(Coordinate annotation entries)

----------------------------------------

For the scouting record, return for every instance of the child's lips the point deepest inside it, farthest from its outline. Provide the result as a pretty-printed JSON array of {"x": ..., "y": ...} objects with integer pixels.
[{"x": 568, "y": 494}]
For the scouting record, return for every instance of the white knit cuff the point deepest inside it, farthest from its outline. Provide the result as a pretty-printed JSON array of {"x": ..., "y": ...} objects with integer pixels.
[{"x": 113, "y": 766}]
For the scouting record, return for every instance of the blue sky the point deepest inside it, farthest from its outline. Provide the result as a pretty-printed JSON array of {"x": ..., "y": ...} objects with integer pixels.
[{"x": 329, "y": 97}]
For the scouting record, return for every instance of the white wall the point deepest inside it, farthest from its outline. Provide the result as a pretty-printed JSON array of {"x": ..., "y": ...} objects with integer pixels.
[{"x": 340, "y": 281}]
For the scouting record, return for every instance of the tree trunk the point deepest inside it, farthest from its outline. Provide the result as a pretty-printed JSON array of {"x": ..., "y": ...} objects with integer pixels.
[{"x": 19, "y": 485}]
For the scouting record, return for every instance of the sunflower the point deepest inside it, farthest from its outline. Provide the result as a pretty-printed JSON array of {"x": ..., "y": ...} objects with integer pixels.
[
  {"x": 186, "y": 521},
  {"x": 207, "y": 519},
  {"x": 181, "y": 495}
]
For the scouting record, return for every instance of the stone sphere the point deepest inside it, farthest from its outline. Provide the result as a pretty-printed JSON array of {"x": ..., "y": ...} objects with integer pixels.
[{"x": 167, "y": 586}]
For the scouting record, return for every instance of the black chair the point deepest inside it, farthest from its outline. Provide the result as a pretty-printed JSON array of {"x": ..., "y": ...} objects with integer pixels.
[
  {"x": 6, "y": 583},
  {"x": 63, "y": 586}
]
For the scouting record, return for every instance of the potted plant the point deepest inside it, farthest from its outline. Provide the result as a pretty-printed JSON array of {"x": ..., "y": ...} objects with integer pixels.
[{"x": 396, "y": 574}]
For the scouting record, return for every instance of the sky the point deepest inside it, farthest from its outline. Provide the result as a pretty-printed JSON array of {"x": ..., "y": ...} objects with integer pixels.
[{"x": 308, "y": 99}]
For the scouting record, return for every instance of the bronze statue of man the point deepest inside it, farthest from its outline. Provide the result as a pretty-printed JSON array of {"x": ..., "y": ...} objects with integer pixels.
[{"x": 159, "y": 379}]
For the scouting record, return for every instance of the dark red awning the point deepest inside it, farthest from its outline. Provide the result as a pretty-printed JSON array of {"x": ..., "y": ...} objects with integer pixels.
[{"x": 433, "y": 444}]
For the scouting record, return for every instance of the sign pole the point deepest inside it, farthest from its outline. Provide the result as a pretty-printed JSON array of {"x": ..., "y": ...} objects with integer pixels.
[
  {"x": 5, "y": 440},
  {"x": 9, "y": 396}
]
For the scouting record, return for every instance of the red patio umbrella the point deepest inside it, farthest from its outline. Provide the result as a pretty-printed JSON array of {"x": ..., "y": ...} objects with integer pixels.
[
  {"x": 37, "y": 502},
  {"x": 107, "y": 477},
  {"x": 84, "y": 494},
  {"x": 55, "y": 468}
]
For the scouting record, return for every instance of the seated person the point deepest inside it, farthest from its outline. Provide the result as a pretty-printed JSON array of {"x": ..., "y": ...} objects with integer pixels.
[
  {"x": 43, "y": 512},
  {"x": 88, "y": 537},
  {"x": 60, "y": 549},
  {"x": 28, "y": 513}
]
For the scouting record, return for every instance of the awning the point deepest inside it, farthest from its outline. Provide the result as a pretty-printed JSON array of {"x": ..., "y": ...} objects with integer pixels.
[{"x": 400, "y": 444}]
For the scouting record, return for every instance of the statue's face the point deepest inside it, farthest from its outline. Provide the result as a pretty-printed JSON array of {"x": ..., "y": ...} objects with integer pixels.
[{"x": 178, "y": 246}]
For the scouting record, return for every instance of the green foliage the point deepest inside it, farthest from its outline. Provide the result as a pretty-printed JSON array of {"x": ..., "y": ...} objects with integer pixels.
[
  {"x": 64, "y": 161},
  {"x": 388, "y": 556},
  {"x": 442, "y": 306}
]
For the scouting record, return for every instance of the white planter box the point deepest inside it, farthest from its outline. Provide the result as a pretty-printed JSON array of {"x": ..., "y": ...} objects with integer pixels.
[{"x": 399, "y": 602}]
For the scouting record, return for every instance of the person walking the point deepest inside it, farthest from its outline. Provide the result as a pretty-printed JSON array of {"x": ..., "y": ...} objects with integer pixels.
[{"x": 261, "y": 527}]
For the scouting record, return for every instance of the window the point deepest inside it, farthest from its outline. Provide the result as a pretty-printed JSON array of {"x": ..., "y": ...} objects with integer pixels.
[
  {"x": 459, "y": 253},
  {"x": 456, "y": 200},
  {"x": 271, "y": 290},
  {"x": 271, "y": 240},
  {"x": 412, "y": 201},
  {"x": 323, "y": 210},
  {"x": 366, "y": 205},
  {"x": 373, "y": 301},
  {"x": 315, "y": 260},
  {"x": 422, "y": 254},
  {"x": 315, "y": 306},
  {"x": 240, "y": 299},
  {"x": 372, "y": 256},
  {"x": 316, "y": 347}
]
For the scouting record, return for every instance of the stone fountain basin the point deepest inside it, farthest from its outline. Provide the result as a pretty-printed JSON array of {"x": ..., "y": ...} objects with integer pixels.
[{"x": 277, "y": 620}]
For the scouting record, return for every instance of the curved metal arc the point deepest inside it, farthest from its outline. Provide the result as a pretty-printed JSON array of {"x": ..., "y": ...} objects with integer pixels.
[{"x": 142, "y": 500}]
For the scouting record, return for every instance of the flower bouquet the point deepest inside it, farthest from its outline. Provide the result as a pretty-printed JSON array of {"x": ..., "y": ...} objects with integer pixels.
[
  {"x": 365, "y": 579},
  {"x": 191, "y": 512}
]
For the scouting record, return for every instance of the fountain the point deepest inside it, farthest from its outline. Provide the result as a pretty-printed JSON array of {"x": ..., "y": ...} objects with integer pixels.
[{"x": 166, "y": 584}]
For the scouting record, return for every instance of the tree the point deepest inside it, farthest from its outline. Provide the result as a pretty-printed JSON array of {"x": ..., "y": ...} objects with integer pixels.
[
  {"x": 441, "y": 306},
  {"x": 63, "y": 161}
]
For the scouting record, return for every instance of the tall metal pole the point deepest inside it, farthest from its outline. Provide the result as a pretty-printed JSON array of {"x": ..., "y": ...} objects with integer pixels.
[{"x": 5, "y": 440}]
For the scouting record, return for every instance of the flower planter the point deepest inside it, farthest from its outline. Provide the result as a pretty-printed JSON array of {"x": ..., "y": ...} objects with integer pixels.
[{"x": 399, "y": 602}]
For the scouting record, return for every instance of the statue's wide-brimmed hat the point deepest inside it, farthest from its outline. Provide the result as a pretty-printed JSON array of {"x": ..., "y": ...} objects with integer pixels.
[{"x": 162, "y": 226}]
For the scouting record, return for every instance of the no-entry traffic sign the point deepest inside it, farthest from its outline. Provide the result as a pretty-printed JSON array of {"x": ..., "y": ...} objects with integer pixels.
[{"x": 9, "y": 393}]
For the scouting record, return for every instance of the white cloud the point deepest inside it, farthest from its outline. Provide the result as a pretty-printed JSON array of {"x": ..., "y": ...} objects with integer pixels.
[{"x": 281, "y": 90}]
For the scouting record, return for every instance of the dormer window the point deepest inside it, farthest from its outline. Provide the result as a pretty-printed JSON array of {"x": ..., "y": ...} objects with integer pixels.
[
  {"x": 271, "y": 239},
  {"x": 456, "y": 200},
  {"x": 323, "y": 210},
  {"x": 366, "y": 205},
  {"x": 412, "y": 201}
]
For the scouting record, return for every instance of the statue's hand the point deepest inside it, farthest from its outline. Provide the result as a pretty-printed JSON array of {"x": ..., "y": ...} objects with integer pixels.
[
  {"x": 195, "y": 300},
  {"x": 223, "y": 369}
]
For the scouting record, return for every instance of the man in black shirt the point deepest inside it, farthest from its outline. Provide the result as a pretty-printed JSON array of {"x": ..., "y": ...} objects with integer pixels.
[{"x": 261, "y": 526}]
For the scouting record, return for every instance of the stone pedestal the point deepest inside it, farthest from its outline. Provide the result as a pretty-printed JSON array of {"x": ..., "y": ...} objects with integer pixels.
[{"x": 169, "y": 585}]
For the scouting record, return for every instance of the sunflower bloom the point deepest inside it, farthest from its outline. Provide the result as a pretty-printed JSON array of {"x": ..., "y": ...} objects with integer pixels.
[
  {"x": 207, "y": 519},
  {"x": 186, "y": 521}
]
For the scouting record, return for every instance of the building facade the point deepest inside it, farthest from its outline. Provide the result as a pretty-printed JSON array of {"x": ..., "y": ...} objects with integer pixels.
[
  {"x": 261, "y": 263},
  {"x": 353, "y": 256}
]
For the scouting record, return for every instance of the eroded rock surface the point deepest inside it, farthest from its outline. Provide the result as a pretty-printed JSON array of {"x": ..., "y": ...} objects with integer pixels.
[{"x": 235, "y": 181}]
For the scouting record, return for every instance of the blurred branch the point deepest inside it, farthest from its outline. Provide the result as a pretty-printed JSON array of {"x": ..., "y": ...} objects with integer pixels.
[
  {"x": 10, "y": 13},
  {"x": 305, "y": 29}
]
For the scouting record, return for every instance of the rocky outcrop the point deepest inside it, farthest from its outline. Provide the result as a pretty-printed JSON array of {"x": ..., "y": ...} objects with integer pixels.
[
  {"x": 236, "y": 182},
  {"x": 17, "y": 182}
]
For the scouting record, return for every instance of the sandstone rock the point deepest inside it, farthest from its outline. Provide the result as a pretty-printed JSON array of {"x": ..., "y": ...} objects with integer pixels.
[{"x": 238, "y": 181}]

----------------------------------------

* What the task asks *
Reproduce nothing but the lines from the line containing "of the building" to the last line of the data, each exactly as written.

* Solved exercise *
For the scouting record, return for every instance of the building facade the point deepest inside it, farthest from its outline. Provide the result as a pretty-printed JSON array of {"x": ..., "y": ...} objects with integer pixels.
[
  {"x": 261, "y": 263},
  {"x": 353, "y": 256}
]
For the scouting record, return for every instance of the eroded rock surface the point deepest inside it, farthest from its outline. Provide the result as a pretty-printed JSON array of {"x": ..., "y": ...} objects with integer pixels.
[{"x": 235, "y": 181}]
For the scouting record, return for every instance of the blurred branch the point deepest inside it, farthest from its outline. Provide the result as a pretty-printed JSON array of {"x": ..., "y": ...} objects with integer pixels.
[
  {"x": 10, "y": 13},
  {"x": 305, "y": 29}
]
For the scouting record, return for every instance of the rocky outcrop the point deepest inside it, farthest from its outline. Provide the result as a pretty-printed JSON array of {"x": ..., "y": ...} objects with integer pixels.
[
  {"x": 236, "y": 182},
  {"x": 17, "y": 182}
]
For the scouting record, return for every instance of the sandstone rock the point deepest inside it, farthest from its outline. Provide the result as a pretty-printed JSON array of {"x": ..., "y": ...} objects with integer pixels.
[{"x": 238, "y": 181}]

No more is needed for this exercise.